**Directions:** Please output the lines shown below exactly as they appear.

**Record set:**
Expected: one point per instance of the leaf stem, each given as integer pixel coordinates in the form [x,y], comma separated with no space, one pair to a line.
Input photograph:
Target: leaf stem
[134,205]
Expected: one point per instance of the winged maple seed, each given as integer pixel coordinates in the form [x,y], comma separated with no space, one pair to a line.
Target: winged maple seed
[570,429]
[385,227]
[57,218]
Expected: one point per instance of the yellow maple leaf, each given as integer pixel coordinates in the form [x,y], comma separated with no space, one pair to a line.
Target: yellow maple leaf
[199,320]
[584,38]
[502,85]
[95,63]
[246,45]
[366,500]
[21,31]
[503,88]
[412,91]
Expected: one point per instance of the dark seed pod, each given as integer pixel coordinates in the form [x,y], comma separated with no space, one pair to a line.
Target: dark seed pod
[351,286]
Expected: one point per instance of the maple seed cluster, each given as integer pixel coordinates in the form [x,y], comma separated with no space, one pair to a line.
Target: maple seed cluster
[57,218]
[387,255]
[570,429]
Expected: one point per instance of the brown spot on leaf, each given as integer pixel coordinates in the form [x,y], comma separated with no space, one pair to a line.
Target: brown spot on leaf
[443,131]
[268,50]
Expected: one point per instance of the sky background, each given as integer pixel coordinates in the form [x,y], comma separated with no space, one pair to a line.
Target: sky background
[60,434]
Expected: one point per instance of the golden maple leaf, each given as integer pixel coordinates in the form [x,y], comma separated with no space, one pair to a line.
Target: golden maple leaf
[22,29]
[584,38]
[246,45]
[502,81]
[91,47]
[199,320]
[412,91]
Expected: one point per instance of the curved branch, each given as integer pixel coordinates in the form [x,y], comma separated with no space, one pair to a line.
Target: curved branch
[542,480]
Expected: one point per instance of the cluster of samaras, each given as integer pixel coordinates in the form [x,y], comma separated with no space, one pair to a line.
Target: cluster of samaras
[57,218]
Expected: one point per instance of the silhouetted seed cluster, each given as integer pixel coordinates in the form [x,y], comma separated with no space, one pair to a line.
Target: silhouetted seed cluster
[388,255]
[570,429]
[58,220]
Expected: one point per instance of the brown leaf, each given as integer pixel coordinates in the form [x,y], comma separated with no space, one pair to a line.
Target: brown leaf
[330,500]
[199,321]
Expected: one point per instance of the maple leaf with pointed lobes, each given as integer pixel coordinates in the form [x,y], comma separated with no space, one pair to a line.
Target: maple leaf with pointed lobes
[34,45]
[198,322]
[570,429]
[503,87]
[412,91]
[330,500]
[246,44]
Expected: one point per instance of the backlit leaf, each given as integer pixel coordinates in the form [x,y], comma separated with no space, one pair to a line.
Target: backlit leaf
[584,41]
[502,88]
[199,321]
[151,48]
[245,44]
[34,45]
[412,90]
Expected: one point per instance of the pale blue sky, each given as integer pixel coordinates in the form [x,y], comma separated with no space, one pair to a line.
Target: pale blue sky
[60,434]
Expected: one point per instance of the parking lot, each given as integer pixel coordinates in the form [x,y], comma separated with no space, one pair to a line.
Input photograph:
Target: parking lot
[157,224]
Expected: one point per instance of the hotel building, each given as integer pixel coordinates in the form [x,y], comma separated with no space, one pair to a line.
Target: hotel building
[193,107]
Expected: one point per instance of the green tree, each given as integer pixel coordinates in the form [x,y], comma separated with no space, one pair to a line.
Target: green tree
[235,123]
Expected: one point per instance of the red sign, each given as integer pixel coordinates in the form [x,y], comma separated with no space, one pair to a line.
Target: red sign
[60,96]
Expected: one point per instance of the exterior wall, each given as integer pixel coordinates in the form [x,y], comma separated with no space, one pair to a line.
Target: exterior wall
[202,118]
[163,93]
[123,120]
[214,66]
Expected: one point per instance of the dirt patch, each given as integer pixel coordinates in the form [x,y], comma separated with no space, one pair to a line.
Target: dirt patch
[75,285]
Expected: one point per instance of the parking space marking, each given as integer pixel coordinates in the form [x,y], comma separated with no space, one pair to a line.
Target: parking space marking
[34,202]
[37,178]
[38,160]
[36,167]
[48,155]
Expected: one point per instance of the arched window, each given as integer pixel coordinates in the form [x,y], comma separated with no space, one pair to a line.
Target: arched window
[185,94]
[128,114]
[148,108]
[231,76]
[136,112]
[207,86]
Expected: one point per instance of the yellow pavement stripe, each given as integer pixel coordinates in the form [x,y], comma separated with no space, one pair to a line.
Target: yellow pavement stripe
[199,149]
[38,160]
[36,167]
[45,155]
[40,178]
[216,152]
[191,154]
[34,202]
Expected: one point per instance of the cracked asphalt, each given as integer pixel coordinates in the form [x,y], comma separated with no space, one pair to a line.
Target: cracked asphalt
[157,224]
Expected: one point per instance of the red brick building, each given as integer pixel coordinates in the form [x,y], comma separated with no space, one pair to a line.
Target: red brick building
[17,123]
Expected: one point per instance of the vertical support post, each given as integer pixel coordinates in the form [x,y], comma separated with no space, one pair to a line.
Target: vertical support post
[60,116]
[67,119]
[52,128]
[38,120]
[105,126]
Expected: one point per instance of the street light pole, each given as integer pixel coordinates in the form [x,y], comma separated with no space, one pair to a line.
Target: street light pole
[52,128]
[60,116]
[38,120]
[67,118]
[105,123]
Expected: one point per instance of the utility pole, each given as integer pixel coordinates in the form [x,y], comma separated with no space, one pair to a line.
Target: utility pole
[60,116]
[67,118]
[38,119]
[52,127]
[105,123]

**Exercise response:**
Expected: one point per instance of the leaf stem, each given as integer pixel coordinates in the form [x,y], comma separated with no space, one pair to a line.
Input photograph:
Target: leaf stem
[134,205]
Expected: one point per instance of the winged maple seed, each given as integer pixel coordinates in the form [x,y], comma separated with no space, one pair to a line.
Target: winged maple seed
[570,429]
[385,227]
[57,218]
Expected: one point per instance of the yellow maple leaf, each given as integer pixel coordinates in the form [x,y], comma separated with no space, one pair to a line.
Target: yellow maple leaf
[199,320]
[584,38]
[502,85]
[95,63]
[246,45]
[366,500]
[21,31]
[503,88]
[412,91]
Expected: one point per instance of the dark seed pod, each given as integer pixel coordinates in the form [x,y], comma separated with no space, one pair to a line.
Target: dark seed pod
[351,286]
Expected: one point per instance of the maple seed cluster, each given as integer pixel coordinates in the form [x,y], comma separated with no space, one pair to a line.
Target: maple seed cluster
[57,218]
[387,255]
[570,429]
Expected: one point per instance of the brown spot on leaf, each given as integer pixel coordinates in the form [x,y], comma separated with no space, one pair to a line.
Target: brown spot on leaf
[443,131]
[268,50]
Expected: one point per instance of the sky background, each given as integer pixel coordinates in the form [x,y], comma separated with no space, one pair to a line.
Target: sky background
[60,434]
Expected: one point per instance of the golden maple leaf, each given as integer pixel coordinates in the form [x,y], comma separated with no space, one pair to a line.
Target: golden maple leaf
[22,29]
[584,38]
[246,45]
[502,81]
[91,47]
[199,320]
[412,91]
Expected: one point per instance of the curved branch, each given as integer pixel coordinates in the form [x,y], comma separated with no space, one pair to a line.
Target: curved branch
[542,480]
Expected: one point per instance of the cluster of samaras, each given as integer pixel coordinates in the form [x,y], comma separated with no space, one pair to a line.
Target: cluster of samaras
[57,218]
Expected: one point per instance of the silhouetted seed cluster, each given as integer pixel coordinates in the form [x,y], comma separated with no space, one pair to a line.
Target: silhouetted seed cluster
[388,255]
[570,429]
[58,220]
Expected: one point per instance of the brown leaf, each given as integer pixel coordinates in the form [x,y], comma separated with no space, one pair to a line.
Target: brown leaf
[330,500]
[199,321]
Expected: one point per instance of the maple leaf with pointed lobes, each given as integer pixel coordinates in the form [x,y], comma separated with no space, one pair to a line.
Target: maple leaf with pointed lobes
[34,45]
[198,322]
[570,429]
[503,87]
[412,91]
[330,500]
[246,44]
Expected: one point per instance of the backlit leaf, each given as integer pixel coordinates in the form [x,y], comma separated with no space, one pair to a line.
Target: backlit leaf
[584,41]
[502,88]
[199,321]
[151,48]
[245,44]
[34,45]
[412,90]
Expected: one point per instance of the pale blue sky, each given as integer pixel coordinates in the form [x,y], comma separated with no space, one pair to a line.
Target: pale blue sky
[60,434]
Expected: one point per instance of the parking lot, each given as integer pixel coordinates in the form [x,y], comma separated with no space, one pair to a line.
Input photograph:
Target: parking lot
[157,224]
Expected: one point per instance of the hotel building, each given as integer pixel coordinates in the form [x,y], comma separated with no space, one pair to a line.
Target: hotel building
[193,107]
Expected: one point per instance of the green tree, each given as integer pixel coordinates in the form [x,y], comma separated with no space, one pair to a line.
Target: green tree
[235,123]
Expected: one point per instance of the red sign, each given as integer pixel coordinates in the form [x,y], comma separated with no space, one pair to a line.
Target: red sign
[60,96]
Expected: one point per instance of the exterior wall, each given as integer pixel coordinates in the form [x,y], comma separated with no space, one pair to a line.
Target: exterior wall
[202,118]
[163,93]
[123,120]
[214,66]
Expected: one point per instance of the dirt patch, each given as integer pixel coordinates in the form [x,y], comma separated with no space, one pair to a line.
Target: dirt patch
[75,285]
Expected: one point per instance of the parking space marking, each given as integer pixel coordinates in the form [x,y], comma separated with no space, one pair to a line.
Target: parking space marking
[34,202]
[37,178]
[38,160]
[36,167]
[48,155]
Expected: one point per instance of the arched window, each given as integer pixel coordinates in the form [x,y], comma separated with no space, one pair to a line.
Target: arched window
[185,94]
[128,114]
[148,108]
[231,76]
[136,112]
[207,86]
Expected: one point per instance of the yellow pavement stripe, each given as integer pixel coordinates in the form [x,y], comma separated with no space, one pair to a line.
Target: yellow pavement stripe
[199,149]
[38,160]
[36,167]
[45,155]
[40,178]
[216,152]
[191,154]
[34,202]
Expected: one point per instance of the cracked asphalt, each given as integer pixel coordinates in the form [x,y], comma separated with no space, one pair to a line.
Target: cracked asphalt
[157,224]
Expected: one point per instance of the red brick building, each given as integer pixel coordinates in the form [x,y], comma separated with no space, one pair to a line.
Target: red brick building
[17,123]
Expected: one point per instance of the vertical support post, each given as integer pixel coordinates in the form [x,y], comma separated with no space, one pair to a line.
Target: vertical support post
[60,116]
[67,119]
[52,128]
[38,120]
[105,126]
Expected: one point per instance of the street light pole, each given as integer pixel coordinates in the form [x,y], comma separated with no space, one pair to a line.
Target: street light pole
[52,128]
[60,116]
[38,120]
[67,118]
[105,123]
Expected: one point per instance of the utility pole, each given as integer pixel coordinates in the form [x,y], comma separated with no space, one pair to a line.
Target: utility pole
[60,116]
[67,118]
[38,119]
[52,127]
[105,123]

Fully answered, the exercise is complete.